Text for analysis
------------------------------------------------------------

As one of the nation’s leading maternity and newborn care providers, Northside Hospital offers comprehensive services for labor and delivery, neonatal care, high-risk perinatal diagnostics, parenting and newborn classes and lactation consultation. The grand opening date of the new 108,000 square-foot Women’s Center at their Forsyth Campus was moved up a month to meet the demands of this growing North Atlanta suburb.
To meet this aggressive deadline, the project teams worked together, stood behind proprietary material specifications and delivered an interior aesthetic unlike any other.
It would be easy to mistake the new Women’s Center at Northside Hospital Forsyth Campus for a luxury hotel. From the lobby entrance and throughout the space, every design element strikes a contemporary aesthetic tone inspired by the Arts and Crafts movement of the late 1800s and early 1900s. Unlike other Women’s Centers in the Atlanta area, Northside Hospital took a less traditional approach in its design with the idea of appealing to a younger, more upscale demographic.
“One of the main design objectives was to create a spa-like environment to evoke a calming atmosphere for patients,” said Kristine Kirchner, principal, K2J, Inc. “Additionally, the hospital wanted its design to be something unlike any other Women’s Center so it would ‘wow’ patients and visitors.”
“To create this unique design, we used principles of the Arts and Crafts movement as a foundation, but went more contemporary and organic with material and color selection,” said Kirchner. “We achieved a unique look through the honest use of interior materials and by simplifying the design with furniture selections featuring clean lines and mocha wood tones that complement other lighter finishes.”
One area not significantly impacted by the aggressive project completion timeline was the carpet specification. “Antron Lumena® solution dyed nylon is our carpet fiber of choice because of its stylish options and proven performance,” said Kirchner. “We start all of our projects with the recommendation to our clients to use carpets manufactured with Antron® carpet fiber. In this situation, the end-user had positive experiences with carpet styles manufactured with Antron® carpet fiber at their other facilities in the Atlanta area and was receptive to our carpet recommendations.”

------------------------------------------------------------

To do
a - In the text about the Northside Hospital Women's Center, how large is the new Women's Center at the Forsyth Campus?
b - Can you condense the paragraph of the text about the Northside Hospital Women's Center that begins "It would be easy to mistake" into a shorter version that keeps its main facts?
c - Carry on the text about the Northside Hospital Women's Center past its final sentence.

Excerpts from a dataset
------------------------------------------------------------

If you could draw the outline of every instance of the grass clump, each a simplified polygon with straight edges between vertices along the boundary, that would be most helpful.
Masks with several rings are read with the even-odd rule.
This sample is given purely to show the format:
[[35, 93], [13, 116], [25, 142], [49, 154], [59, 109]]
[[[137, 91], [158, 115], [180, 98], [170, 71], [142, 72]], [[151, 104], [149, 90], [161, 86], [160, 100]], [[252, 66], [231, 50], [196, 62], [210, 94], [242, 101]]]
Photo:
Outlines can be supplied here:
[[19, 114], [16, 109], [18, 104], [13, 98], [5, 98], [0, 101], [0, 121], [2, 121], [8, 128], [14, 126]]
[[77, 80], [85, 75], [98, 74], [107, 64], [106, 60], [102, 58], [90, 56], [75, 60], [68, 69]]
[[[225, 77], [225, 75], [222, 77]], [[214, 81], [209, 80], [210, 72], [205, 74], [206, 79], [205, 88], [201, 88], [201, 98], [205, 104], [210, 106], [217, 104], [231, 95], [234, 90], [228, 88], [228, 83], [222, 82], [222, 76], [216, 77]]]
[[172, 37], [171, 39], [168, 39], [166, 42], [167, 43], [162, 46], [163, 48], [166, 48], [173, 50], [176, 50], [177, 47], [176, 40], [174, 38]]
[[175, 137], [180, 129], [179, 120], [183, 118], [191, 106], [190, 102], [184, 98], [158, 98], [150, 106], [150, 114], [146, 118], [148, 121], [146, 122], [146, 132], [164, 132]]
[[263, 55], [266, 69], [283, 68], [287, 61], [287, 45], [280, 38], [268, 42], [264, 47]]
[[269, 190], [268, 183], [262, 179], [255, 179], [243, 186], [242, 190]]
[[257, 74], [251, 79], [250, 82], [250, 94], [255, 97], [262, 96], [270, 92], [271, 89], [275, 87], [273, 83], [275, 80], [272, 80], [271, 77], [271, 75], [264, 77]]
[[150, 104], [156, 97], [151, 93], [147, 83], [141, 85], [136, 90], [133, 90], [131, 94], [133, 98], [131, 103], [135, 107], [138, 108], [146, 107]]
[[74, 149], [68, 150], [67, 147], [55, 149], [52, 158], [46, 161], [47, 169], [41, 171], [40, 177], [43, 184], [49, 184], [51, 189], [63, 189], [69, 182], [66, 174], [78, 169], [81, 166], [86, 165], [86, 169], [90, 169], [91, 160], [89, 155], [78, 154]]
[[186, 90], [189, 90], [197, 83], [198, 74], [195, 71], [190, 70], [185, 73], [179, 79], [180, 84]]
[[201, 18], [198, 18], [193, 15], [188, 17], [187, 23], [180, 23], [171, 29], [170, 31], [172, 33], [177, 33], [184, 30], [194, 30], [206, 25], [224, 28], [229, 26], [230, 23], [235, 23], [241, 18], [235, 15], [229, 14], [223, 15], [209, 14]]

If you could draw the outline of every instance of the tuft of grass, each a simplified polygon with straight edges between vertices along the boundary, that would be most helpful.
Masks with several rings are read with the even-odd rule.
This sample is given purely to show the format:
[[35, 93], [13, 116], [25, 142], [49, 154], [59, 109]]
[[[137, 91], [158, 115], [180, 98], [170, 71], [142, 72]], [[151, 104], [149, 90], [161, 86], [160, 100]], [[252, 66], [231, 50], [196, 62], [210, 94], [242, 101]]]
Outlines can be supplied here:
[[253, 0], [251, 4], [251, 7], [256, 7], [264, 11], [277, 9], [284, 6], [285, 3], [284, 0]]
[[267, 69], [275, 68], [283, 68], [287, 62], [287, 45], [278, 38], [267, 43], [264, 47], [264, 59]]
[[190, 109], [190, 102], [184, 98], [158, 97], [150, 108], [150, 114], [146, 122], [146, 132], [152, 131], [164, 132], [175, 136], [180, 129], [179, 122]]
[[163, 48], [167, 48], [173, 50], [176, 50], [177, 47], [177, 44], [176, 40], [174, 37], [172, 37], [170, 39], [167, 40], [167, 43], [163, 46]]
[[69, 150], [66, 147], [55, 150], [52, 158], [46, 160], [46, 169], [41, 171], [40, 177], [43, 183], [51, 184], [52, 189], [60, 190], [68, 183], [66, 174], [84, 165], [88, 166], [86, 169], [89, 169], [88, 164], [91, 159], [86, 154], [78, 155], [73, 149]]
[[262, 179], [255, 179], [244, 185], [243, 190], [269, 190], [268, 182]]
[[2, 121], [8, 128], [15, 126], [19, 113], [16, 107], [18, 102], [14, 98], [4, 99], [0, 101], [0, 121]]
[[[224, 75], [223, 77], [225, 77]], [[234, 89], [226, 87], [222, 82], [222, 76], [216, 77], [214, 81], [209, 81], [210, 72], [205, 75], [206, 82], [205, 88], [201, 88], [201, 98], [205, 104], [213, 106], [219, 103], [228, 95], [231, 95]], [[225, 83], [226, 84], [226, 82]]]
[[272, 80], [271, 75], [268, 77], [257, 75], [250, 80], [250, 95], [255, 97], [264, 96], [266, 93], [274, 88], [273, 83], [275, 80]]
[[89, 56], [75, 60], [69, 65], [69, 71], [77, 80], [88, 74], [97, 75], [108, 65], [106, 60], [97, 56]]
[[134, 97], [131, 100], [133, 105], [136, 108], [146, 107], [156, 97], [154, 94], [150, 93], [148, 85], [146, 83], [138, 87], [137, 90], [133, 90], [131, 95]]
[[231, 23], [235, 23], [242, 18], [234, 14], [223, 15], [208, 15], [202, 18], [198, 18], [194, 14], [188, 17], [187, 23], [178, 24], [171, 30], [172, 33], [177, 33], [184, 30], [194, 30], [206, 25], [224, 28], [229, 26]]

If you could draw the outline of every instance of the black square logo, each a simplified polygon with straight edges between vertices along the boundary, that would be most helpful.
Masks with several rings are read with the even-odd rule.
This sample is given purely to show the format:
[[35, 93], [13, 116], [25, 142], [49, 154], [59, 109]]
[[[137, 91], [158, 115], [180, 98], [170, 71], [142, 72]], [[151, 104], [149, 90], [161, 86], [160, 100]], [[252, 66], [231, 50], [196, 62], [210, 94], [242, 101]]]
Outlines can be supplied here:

------------------------------------------------------------

Solved problems
a - 108,000 square feet.

b - The new Women's Center at Northside Hospital Forsyth Campus could pass for a luxury hotel. From the lobby on, its design takes a contemporary tone inspired by the Arts and Crafts movement of the late 1800s and early 1900s. Unlike other Women's Centers in the Atlanta area, it takes a less traditional approach meant to appeal to a younger, more upscale demographic.

c -
The carpet selections were an integral part of tying together the design theme in areas such as the Galleria, a large space that connects the Women’s Center to the main hospital. With abundant natural light and voluminous space, it provides a sanctuary for those wanting a quiet place for reflection. To create this inviting atmosphere, the design team selected a highly patterned carpet style, “Arpeggio” by Mannington Commercial. The carpet was installed to look like area rugs, which create intimate areas for seating and helps to soften sound reverberation from the nearby terrazzo floors.
“Since the Galleria has minimal furniture, we wanted the carpet to have impact. We selected a pattern with a literal interpretation of the Arts and Crafts period’s design motifs,” said Kirchner. “To create a more linear and visual design, we did not quarter-turn the carpet tiles as suggested by the manufacturer. This allowed us to create a custom look to the carpet installation.”
“We chose carpet styles that would provide balance to architectural features such as carved wood ceilings and slate walls, and that would also serve as a unifying backdrop for the artwork,” said Kirchner.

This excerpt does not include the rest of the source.